# Task goal:
Gather every line of the material that contains the word "instance" and copy each one out in full. Case matters.
[[ Input data, beginning ]]
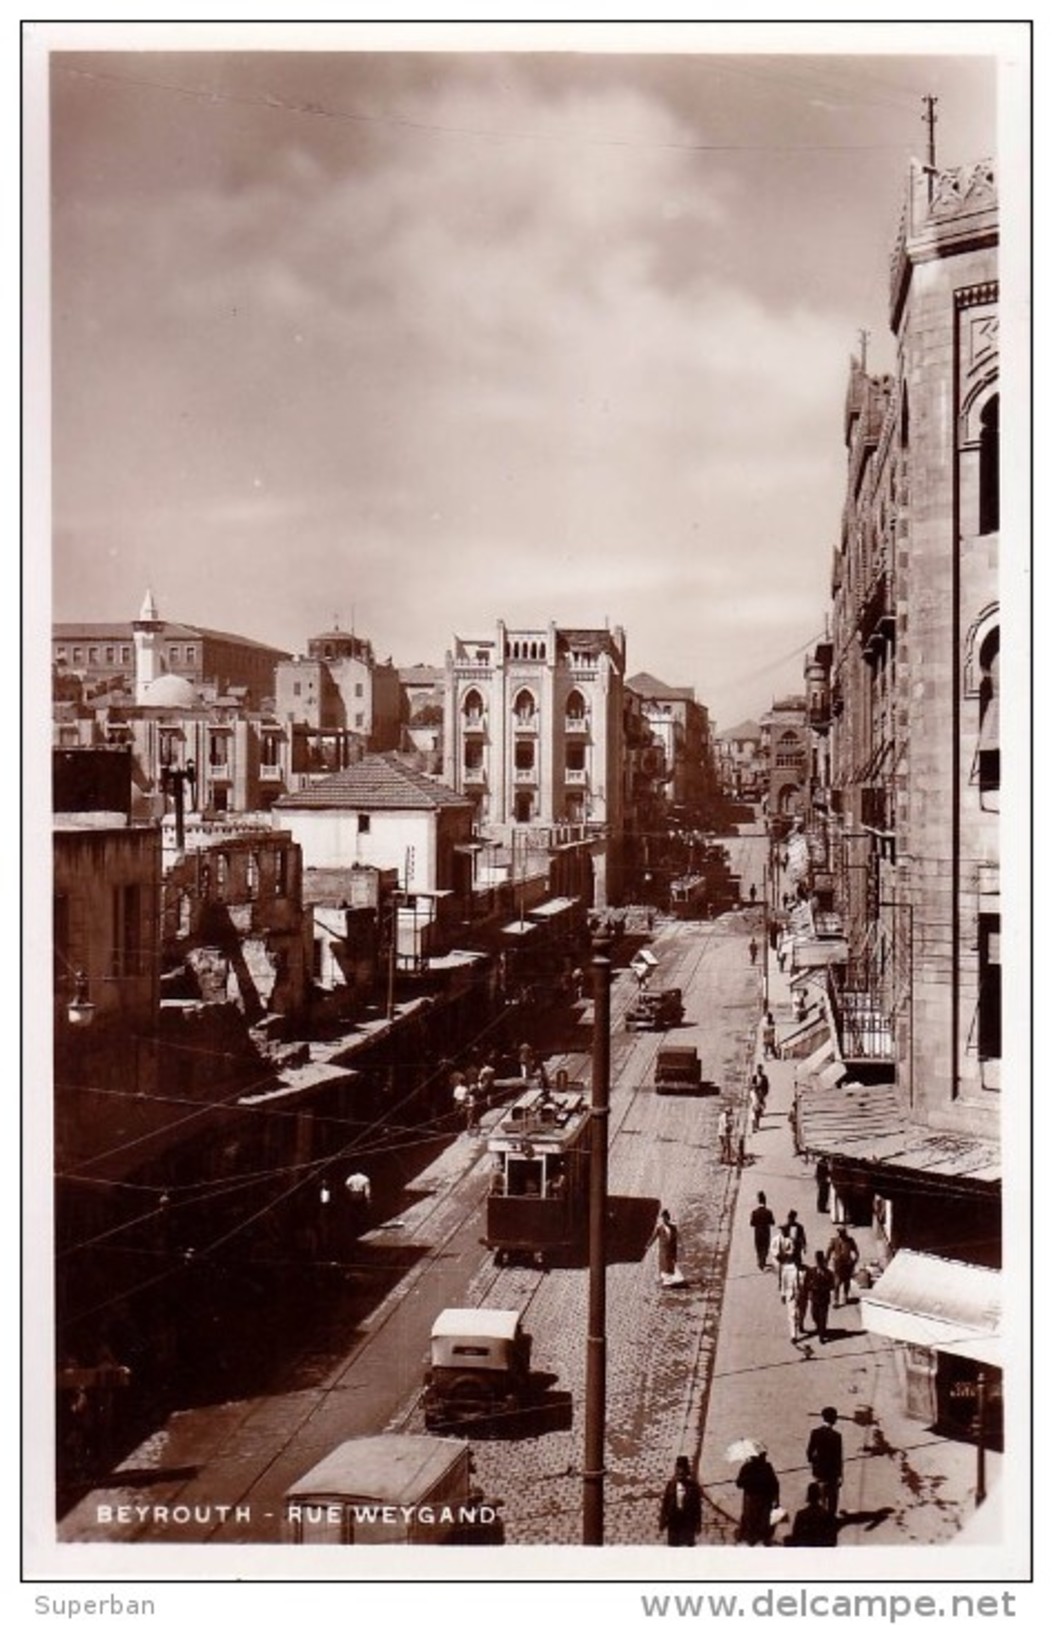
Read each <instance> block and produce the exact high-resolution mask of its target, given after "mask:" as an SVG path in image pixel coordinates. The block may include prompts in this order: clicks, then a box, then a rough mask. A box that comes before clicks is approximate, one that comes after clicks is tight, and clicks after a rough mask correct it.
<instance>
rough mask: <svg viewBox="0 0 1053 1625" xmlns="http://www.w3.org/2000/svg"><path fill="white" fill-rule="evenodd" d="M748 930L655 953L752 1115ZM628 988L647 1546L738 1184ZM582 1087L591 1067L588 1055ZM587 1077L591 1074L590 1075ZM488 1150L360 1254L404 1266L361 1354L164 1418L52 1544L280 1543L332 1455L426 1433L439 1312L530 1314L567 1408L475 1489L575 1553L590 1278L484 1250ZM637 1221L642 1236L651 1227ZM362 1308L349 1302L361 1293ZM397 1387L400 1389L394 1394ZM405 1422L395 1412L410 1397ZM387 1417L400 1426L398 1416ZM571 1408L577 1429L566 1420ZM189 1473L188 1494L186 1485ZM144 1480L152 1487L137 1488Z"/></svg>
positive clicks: (622, 1063) (702, 1379)
mask: <svg viewBox="0 0 1053 1625" xmlns="http://www.w3.org/2000/svg"><path fill="white" fill-rule="evenodd" d="M749 923H751V921H749V918H747V916H746V915H725V916H723V918H720V920H717V921H713V923H674V921H666V923H663V926H661V929H660V934H658V942H656V951H658V952H660V957H661V965H663V972H665V978H666V980H668V981H676V983H679V985H681V986H682V991H684V1007H686V1009H684V1024H682V1027H681V1030H679V1032H678V1033H676V1040H678V1042H681V1043H697V1046H699V1051H700V1055H702V1059H704V1076H705V1077H707V1079H710V1081H713V1082H717V1084H720V1085H723V1087H725V1092H726V1095H728V1098H733V1100H734V1102H736V1105H739V1107H741V1097H743V1090H744V1069H746V1064H747V1056H749V1053H751V1050H752V1042H751V1035H752V1033H754V1032H756V1019H757V973H756V972H754V970H752V968H751V967H749V959H747V952H746V942H747V936H749ZM632 991H634V981H632V975H630V972H619V975H617V977H616V980H614V988H613V1022H611V1027H613V1053H611V1141H609V1146H611V1152H609V1191H611V1196H613V1198H617V1196H622V1198H632V1199H634V1201H632V1209H634V1235H632V1245H624V1246H621V1251H619V1256H617V1258H616V1259H613V1261H611V1263H609V1266H608V1277H606V1289H608V1324H606V1339H608V1349H606V1352H608V1370H606V1397H608V1404H606V1485H604V1542H606V1544H609V1545H614V1544H632V1545H637V1544H643V1545H648V1544H655V1542H656V1540H658V1527H656V1524H658V1498H660V1493H661V1487H663V1484H665V1480H666V1479H668V1475H669V1471H671V1464H673V1461H674V1458H676V1456H678V1454H679V1453H686V1454H689V1456H691V1458H694V1459H697V1458H699V1453H700V1443H702V1425H704V1410H705V1394H707V1381H708V1373H710V1363H712V1355H713V1344H715V1334H717V1324H718V1313H720V1297H721V1284H723V1261H725V1254H726V1245H728V1215H730V1212H731V1204H733V1198H734V1186H736V1180H738V1173H736V1172H734V1170H731V1168H726V1167H721V1165H720V1162H718V1155H717V1115H718V1110H720V1103H721V1098H720V1094H718V1092H717V1090H713V1092H712V1094H708V1095H702V1097H665V1095H663V1097H660V1095H655V1092H653V1085H652V1072H653V1058H655V1051H656V1048H658V1045H660V1042H661V1037H660V1035H655V1033H634V1035H630V1033H626V1030H624V1009H626V1006H627V1003H629V998H630V996H632ZM575 1061H577V1063H578V1068H577V1069H578V1071H580V1069H582V1068H580V1063H582V1056H577V1058H575ZM585 1071H587V1066H585ZM484 1146H486V1139H484V1136H478V1137H470V1136H460V1137H458V1139H457V1141H455V1142H453V1144H450V1146H448V1147H447V1149H445V1150H444V1152H442V1155H440V1157H437V1159H436V1162H434V1163H432V1165H431V1167H429V1168H427V1170H426V1173H424V1175H423V1176H421V1178H419V1180H418V1181H416V1185H414V1188H411V1191H410V1193H408V1194H410V1196H411V1198H414V1199H413V1201H411V1204H410V1206H408V1207H406V1209H405V1211H403V1214H401V1219H400V1225H398V1228H397V1230H392V1232H390V1233H387V1232H372V1233H371V1235H369V1237H366V1238H364V1241H366V1243H367V1246H369V1250H371V1251H372V1256H374V1263H377V1261H382V1259H384V1253H385V1250H387V1248H390V1250H392V1251H390V1256H392V1258H398V1256H400V1253H405V1254H410V1253H413V1258H414V1259H416V1263H413V1264H411V1266H410V1267H406V1269H405V1271H401V1272H397V1276H395V1280H393V1285H392V1289H390V1292H388V1293H387V1295H385V1298H384V1300H382V1302H380V1303H379V1306H377V1308H375V1310H374V1311H372V1313H371V1315H367V1316H366V1318H364V1319H362V1323H361V1324H359V1328H358V1336H356V1345H354V1349H351V1350H348V1354H345V1355H343V1357H340V1358H336V1360H333V1357H330V1358H328V1362H325V1360H323V1358H320V1357H314V1355H310V1354H307V1355H306V1357H304V1360H302V1363H301V1367H299V1368H297V1371H296V1373H294V1381H291V1383H289V1384H288V1388H286V1391H284V1393H280V1394H258V1396H252V1397H245V1399H239V1401H234V1402H231V1404H224V1406H219V1407H211V1409H198V1410H192V1412H180V1414H176V1415H172V1417H169V1422H167V1425H166V1428H164V1430H163V1432H161V1433H158V1435H154V1436H153V1438H150V1440H146V1441H145V1443H143V1446H141V1448H140V1449H138V1451H137V1453H135V1454H133V1456H132V1458H128V1461H127V1462H125V1464H124V1469H125V1477H127V1479H128V1485H127V1487H114V1485H111V1487H107V1488H104V1490H96V1492H91V1493H89V1495H88V1497H85V1500H83V1501H80V1503H78V1506H76V1508H75V1510H73V1511H72V1513H70V1514H68V1518H65V1519H63V1524H62V1531H60V1539H65V1540H99V1539H114V1537H120V1539H137V1537H138V1539H176V1540H179V1539H190V1540H202V1539H210V1540H218V1542H244V1540H273V1539H275V1534H273V1532H271V1531H273V1529H275V1527H276V1519H278V1518H280V1510H281V1495H283V1492H284V1488H286V1487H288V1484H289V1482H293V1479H294V1477H296V1475H297V1474H299V1472H302V1471H304V1469H306V1466H309V1464H310V1461H317V1459H319V1456H320V1454H323V1453H325V1449H328V1448H332V1446H333V1443H336V1441H338V1440H340V1438H345V1436H349V1435H353V1433H361V1432H379V1430H382V1428H384V1427H392V1425H393V1427H405V1428H411V1430H416V1428H419V1427H421V1425H423V1422H421V1415H419V1407H418V1397H419V1370H421V1357H423V1352H424V1349H426V1345H427V1326H429V1324H431V1315H432V1313H434V1305H436V1303H437V1305H439V1306H440V1305H442V1303H444V1302H461V1303H487V1305H492V1306H522V1305H523V1306H526V1308H528V1313H526V1324H528V1328H530V1331H531V1332H533V1339H535V1368H538V1370H543V1371H548V1373H551V1375H552V1381H554V1386H556V1389H557V1391H559V1393H561V1394H565V1396H567V1406H565V1409H564V1415H562V1417H561V1419H559V1425H554V1427H551V1428H549V1430H548V1432H544V1430H538V1432H536V1435H533V1436H520V1438H515V1440H476V1441H474V1453H476V1462H478V1475H479V1482H481V1484H483V1485H484V1488H486V1490H487V1492H489V1493H496V1495H500V1497H502V1498H504V1518H505V1524H507V1539H509V1542H510V1544H525V1545H528V1544H557V1545H577V1544H580V1532H582V1531H580V1526H582V1467H583V1449H585V1441H583V1438H585V1436H583V1427H585V1342H587V1319H588V1298H587V1293H588V1271H587V1269H582V1267H577V1269H552V1271H551V1272H548V1274H541V1272H538V1271H536V1269H523V1267H505V1269H497V1267H496V1264H494V1261H492V1259H491V1256H489V1254H487V1253H483V1251H481V1250H478V1261H474V1259H473V1261H471V1263H468V1264H466V1263H465V1261H466V1259H470V1258H473V1250H476V1248H478V1243H476V1240H474V1237H476V1233H478V1230H479V1228H481V1225H479V1224H478V1220H476V1217H474V1215H476V1214H478V1207H479V1202H481V1199H483V1189H484V1181H486V1157H484ZM660 1206H666V1207H669V1211H671V1212H673V1215H674V1219H676V1220H678V1224H679V1232H681V1269H682V1272H684V1277H686V1282H684V1285H682V1287H678V1289H661V1287H660V1285H658V1267H656V1253H655V1250H650V1251H645V1248H643V1243H645V1238H647V1233H648V1228H650V1224H652V1222H653V1217H655V1215H656V1211H658V1207H660ZM640 1219H643V1220H645V1224H643V1225H640V1222H639V1220H640ZM351 1290H353V1284H351ZM400 1373H401V1376H400ZM400 1384H401V1389H403V1393H406V1394H408V1396H410V1397H408V1399H405V1401H403V1402H401V1404H400V1402H398V1401H397V1399H393V1397H392V1399H388V1401H387V1410H385V1409H384V1396H385V1393H388V1394H392V1396H393V1394H397V1393H398V1389H400ZM392 1407H393V1410H392ZM567 1410H569V1422H567V1417H565V1412H567ZM187 1462H192V1464H193V1474H192V1479H187V1477H185V1472H184V1474H182V1477H180V1471H182V1469H184V1467H185V1466H187ZM143 1472H145V1475H146V1477H151V1479H154V1480H156V1482H153V1484H150V1485H146V1487H145V1485H143V1482H138V1484H137V1482H133V1480H135V1479H137V1474H140V1477H141V1474H143ZM180 1501H184V1503H192V1501H193V1503H224V1505H250V1506H252V1514H254V1523H252V1527H250V1529H245V1527H244V1526H237V1524H234V1523H231V1521H228V1523H221V1521H218V1523H216V1524H215V1526H213V1527H210V1529H206V1531H205V1529H202V1527H200V1526H195V1527H184V1529H182V1532H180V1531H179V1529H177V1527H174V1526H171V1524H169V1526H167V1529H163V1531H161V1529H159V1527H158V1526H156V1524H145V1526H140V1527H138V1529H137V1526H132V1529H130V1531H125V1532H120V1534H119V1536H117V1532H115V1531H114V1526H112V1524H107V1526H104V1527H102V1529H101V1527H99V1518H98V1513H99V1508H101V1506H104V1505H111V1506H112V1505H115V1503H120V1505H127V1506H143V1505H146V1503H150V1505H151V1506H158V1505H167V1506H176V1505H177V1503H180Z"/></svg>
[[ Input data, end ]]
# Solution to this exercise:
Read each <instance> block and produce the exact high-resolution mask of its target, given after "mask:" as an SVG path in image pixel coordinates. The block may include prompts in this order: clicks, then a box, then a rough mask. A box that comes before clicks is approximate, one that comes after clicks is tight, and clicks after a rough mask correct it.
<instance>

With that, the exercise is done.